WORK TO COMPLETE. Reproduce every line of the material, exactly as given.

DATA.

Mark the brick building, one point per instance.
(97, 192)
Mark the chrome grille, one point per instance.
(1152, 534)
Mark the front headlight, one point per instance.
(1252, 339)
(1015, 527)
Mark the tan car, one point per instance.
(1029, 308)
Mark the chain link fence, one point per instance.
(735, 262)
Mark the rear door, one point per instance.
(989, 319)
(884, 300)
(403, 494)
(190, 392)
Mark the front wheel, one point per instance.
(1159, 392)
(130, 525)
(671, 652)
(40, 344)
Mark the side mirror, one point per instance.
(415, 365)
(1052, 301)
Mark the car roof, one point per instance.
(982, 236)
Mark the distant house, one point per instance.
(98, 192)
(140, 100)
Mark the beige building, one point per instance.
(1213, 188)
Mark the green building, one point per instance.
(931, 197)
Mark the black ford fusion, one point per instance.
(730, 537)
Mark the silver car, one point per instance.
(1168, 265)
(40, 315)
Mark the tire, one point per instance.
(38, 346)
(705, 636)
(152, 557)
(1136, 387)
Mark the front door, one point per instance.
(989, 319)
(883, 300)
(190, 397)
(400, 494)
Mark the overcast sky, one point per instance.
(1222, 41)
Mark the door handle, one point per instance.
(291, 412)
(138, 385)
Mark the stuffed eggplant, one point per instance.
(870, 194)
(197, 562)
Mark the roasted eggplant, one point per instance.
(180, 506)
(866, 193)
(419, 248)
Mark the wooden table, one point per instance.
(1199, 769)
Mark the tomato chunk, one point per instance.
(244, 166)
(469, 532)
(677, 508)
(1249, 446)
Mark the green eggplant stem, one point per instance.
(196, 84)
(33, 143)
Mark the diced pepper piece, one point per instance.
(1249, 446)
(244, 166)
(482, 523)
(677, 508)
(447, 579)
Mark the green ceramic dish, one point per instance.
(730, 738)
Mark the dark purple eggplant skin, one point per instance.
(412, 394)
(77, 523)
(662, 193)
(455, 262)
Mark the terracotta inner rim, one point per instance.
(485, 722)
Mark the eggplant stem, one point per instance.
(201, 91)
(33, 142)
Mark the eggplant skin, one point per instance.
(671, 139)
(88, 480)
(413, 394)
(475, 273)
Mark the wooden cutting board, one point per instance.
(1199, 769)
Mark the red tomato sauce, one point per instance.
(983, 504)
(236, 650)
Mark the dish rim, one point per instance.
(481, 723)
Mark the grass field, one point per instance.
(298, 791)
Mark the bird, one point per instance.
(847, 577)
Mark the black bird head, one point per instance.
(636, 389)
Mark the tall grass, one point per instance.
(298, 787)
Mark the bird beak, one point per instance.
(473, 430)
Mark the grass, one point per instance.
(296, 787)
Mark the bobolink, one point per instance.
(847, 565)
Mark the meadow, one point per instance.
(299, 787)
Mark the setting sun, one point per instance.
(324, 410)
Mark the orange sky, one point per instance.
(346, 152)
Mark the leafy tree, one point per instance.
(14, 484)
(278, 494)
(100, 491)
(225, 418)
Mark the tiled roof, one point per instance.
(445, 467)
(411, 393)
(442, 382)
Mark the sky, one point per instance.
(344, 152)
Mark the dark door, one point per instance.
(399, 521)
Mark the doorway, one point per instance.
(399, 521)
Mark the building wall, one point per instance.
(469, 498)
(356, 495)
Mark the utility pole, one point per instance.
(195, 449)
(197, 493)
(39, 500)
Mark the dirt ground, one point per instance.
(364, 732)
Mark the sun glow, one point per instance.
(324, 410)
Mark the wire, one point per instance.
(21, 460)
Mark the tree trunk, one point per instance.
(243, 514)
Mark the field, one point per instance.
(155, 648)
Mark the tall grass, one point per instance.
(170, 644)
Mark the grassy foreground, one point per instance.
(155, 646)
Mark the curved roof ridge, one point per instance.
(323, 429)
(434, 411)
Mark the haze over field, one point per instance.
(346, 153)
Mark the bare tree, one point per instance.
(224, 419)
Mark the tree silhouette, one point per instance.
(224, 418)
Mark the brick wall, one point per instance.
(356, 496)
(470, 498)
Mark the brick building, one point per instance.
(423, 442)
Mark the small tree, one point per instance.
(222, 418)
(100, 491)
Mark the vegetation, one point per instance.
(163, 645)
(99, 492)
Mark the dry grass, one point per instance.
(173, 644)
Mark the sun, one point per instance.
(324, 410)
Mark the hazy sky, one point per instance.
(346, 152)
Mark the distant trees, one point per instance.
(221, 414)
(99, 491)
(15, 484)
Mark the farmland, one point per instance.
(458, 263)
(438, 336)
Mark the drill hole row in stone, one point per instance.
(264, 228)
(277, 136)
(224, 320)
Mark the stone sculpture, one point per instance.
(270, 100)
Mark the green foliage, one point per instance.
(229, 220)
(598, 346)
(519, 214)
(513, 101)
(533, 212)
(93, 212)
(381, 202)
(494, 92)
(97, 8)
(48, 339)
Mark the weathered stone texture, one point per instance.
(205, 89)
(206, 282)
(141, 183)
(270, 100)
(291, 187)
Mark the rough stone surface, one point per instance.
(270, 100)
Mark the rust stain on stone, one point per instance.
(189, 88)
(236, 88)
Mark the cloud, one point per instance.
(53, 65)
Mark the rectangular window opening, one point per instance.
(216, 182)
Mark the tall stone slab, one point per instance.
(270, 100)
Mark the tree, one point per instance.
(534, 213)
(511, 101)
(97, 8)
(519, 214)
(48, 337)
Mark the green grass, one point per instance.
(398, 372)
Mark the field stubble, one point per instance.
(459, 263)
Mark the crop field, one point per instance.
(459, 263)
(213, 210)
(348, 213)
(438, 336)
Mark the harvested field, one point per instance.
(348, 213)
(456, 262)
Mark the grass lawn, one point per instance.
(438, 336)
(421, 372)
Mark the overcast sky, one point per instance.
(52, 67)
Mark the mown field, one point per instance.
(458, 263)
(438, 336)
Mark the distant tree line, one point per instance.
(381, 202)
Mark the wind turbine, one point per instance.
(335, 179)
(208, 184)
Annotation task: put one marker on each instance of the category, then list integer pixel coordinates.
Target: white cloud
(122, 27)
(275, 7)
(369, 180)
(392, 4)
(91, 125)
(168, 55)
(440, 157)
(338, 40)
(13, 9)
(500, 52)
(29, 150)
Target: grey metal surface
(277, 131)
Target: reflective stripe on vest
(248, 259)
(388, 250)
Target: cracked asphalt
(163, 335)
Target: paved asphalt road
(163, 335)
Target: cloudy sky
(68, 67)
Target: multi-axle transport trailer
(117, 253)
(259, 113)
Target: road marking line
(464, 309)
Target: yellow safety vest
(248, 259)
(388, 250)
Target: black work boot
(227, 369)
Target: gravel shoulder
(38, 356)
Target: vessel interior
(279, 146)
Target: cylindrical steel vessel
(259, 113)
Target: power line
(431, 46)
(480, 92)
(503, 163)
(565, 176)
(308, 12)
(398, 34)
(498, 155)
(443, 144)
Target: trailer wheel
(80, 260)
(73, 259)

YOUR RESPONSE.
Mark the brick building, one point per instance.
(97, 192)
Mark the chrome grille, one point per instance.
(1152, 534)
Mark the front headlight, one point per instance.
(1252, 339)
(1015, 527)
Mark the tan car, one point per instance.
(1029, 308)
Mark the chain link fence, one point per instance.
(735, 262)
Mark the rear door, one point per instance.
(989, 319)
(884, 300)
(403, 494)
(190, 392)
Mark the front wheel, one point per instance.
(1159, 392)
(130, 525)
(671, 652)
(40, 344)
Mark the side mirror, one point per instance.
(415, 365)
(1052, 301)
Mark the car roof, one point per instance.
(982, 236)
Mark the distant house, one point per instance.
(98, 192)
(140, 100)
Mark the beige building, one point per instance.
(1213, 188)
Mark the green building, one point per instance.
(931, 197)
Mark the black ford fusion, one point per instance.
(730, 537)
Mark the silver car, one point per instance.
(1168, 265)
(40, 315)
Mark the tire, one point per instance.
(38, 346)
(705, 636)
(152, 557)
(1136, 387)
Mark the front door, one point per instance.
(989, 319)
(883, 300)
(190, 397)
(400, 494)
Mark the overcast sky, one point per instance.
(1222, 41)
Mark the door handle, one point per instance.
(291, 412)
(138, 385)
Mark the stuffed eggplant, one point per instance.
(870, 194)
(197, 562)
Mark the roasted eggplant, one point per instance.
(180, 506)
(866, 193)
(419, 248)
Mark the wooden table, one point per instance.
(1199, 769)
Mark the tomato chunk, one point per instance.
(244, 166)
(469, 532)
(677, 508)
(1249, 446)
Mark the green eggplant stem, one point per instance.
(196, 84)
(33, 143)
Mark the diced pepper piece, one point per instance.
(1249, 446)
(244, 166)
(482, 523)
(677, 508)
(447, 579)
Mark the green ceramic dish, one point per instance.
(730, 738)
Mark the dark purple eggplant skin, one point per instance.
(412, 394)
(77, 523)
(662, 193)
(455, 262)
Mark the terracotta inner rim, one point per instance.
(485, 722)
Mark the eggplant stem, one point per instance.
(201, 91)
(33, 142)
Mark the eggplant skin, one point per instance.
(671, 139)
(88, 480)
(413, 394)
(475, 273)
Mark the wooden cutting board, one point per instance.
(1199, 769)
Mark the red tomato sauce, one point per instance.
(983, 504)
(236, 650)
Mark the dish rim, one point per instance.
(481, 723)
Mark the grass field, one point per instance.
(298, 791)
Mark the bird, one point per instance.
(847, 577)
Mark the black bird head, one point per instance.
(636, 389)
Mark the tall grass, one point per instance.
(298, 787)
Mark the bird beak, one point per instance.
(473, 430)
Mark the grass, one point per instance.
(296, 787)
Mark the bobolink, one point per instance.
(847, 565)
Mark the meadow, one point per instance.
(299, 787)
Mark the setting sun, one point per instance.
(324, 410)
Mark the orange sky, one point per instance.
(346, 152)
Mark the leafy tree, one point per instance.
(14, 484)
(278, 494)
(100, 491)
(225, 418)
Mark the tiled roof, one point per instance.
(445, 467)
(411, 393)
(442, 382)
Mark the sky, one point per instance.
(344, 152)
Mark the dark door, one point per instance.
(399, 521)
Mark the doorway, one point per instance.
(399, 521)
Mark the building wall, one point per instance.
(469, 498)
(356, 495)
Mark the utility pole, one point per instance.
(195, 449)
(197, 493)
(39, 500)
Mark the dirt ground, one point per instance.
(364, 732)
Mark the sun glow, one point per instance.
(324, 410)
Mark the wire, one point per instance.
(21, 460)
Mark the tree trunk, one point per instance.
(243, 514)
Mark the field, one point per instance.
(155, 648)
Mark the tall grass, one point per instance.
(170, 644)
Mark the grassy foreground, one point per instance.
(155, 646)
Mark the curved roof ridge, one point per instance.
(323, 429)
(434, 411)
Mark the haze over field, one point per instance.
(346, 153)
Mark the bare tree, one point per instance.
(224, 419)
Mark the tree silhouette, one point per instance.
(224, 418)
Mark the brick wall, one point per instance.
(356, 496)
(470, 498)
Mark the brick building, one point per instance.
(423, 442)
Mark the small tree, one point per instance.
(222, 418)
(100, 491)
Mark the vegetation, one point per instance.
(163, 645)
(99, 492)
Mark the dry grass, one point per instance.
(173, 644)
Mark the sun, one point per instance.
(324, 410)
Mark the hazy sky, one point per instance.
(346, 152)
Mark the distant trees, one point per instance.
(221, 414)
(99, 491)
(15, 484)
Mark the farmland, one point per instance.
(458, 263)
(438, 336)
Mark the drill hole row in stone, one point per instance.
(264, 228)
(277, 136)
(224, 320)
Mark the stone sculpture, one point per instance.
(270, 100)
Mark the green foliage, one point per instance.
(229, 220)
(598, 346)
(519, 214)
(513, 101)
(533, 212)
(93, 212)
(381, 202)
(494, 92)
(97, 8)
(48, 339)
Mark the weathered stone texture, one point per instance.
(205, 89)
(206, 282)
(141, 183)
(270, 100)
(291, 187)
Mark the rough stone surface, one point per instance.
(270, 100)
Mark the rust stain on stone, one point per instance.
(189, 88)
(236, 88)
Mark the cloud, one point per instance.
(53, 65)
Mark the rectangular window opening, one point per instance.
(216, 182)
Mark the tall stone slab, one point per instance.
(270, 100)
Mark the tree, one point per instance.
(534, 213)
(511, 101)
(97, 8)
(519, 214)
(48, 337)
Mark the green grass, one point per instance.
(398, 372)
Mark the field stubble, one point per instance.
(459, 263)
Mark the crop field, one point per instance.
(459, 263)
(213, 210)
(348, 213)
(438, 336)
Mark the harvested field, one point per instance.
(348, 213)
(456, 262)
Mark the grass lawn, one point per instance.
(438, 336)
(421, 372)
Mark the overcast sky, one point per instance.
(52, 67)
Mark the mown field, one point per instance.
(458, 263)
(438, 336)
Mark the distant tree line, one point per instance.
(381, 202)
Mark the wind turbine, one point per instance.
(335, 179)
(208, 184)
Annotation task: put one marker on each instance of the category, then list integer pixel coordinates.
Target: white cloud
(122, 27)
(275, 7)
(369, 180)
(392, 4)
(91, 125)
(168, 55)
(440, 157)
(338, 40)
(13, 9)
(500, 52)
(29, 150)
Target: grey metal surface
(277, 131)
Target: reflective stripe on vest
(248, 259)
(388, 250)
Target: cracked asphalt
(163, 335)
Target: paved asphalt road
(163, 335)
Target: cloudy sky
(68, 67)
Target: multi-axle transport trailer
(117, 253)
(259, 113)
Target: road marking line
(464, 309)
Target: yellow safety vest
(248, 259)
(388, 250)
Target: black work boot
(227, 369)
Target: gravel shoulder
(38, 356)
Target: vessel interior
(279, 146)
Target: cylindrical steel vessel
(259, 113)
Target: power line
(431, 46)
(480, 92)
(503, 163)
(565, 176)
(308, 12)
(398, 34)
(498, 155)
(443, 144)
Target: trailer wheel
(80, 260)
(73, 259)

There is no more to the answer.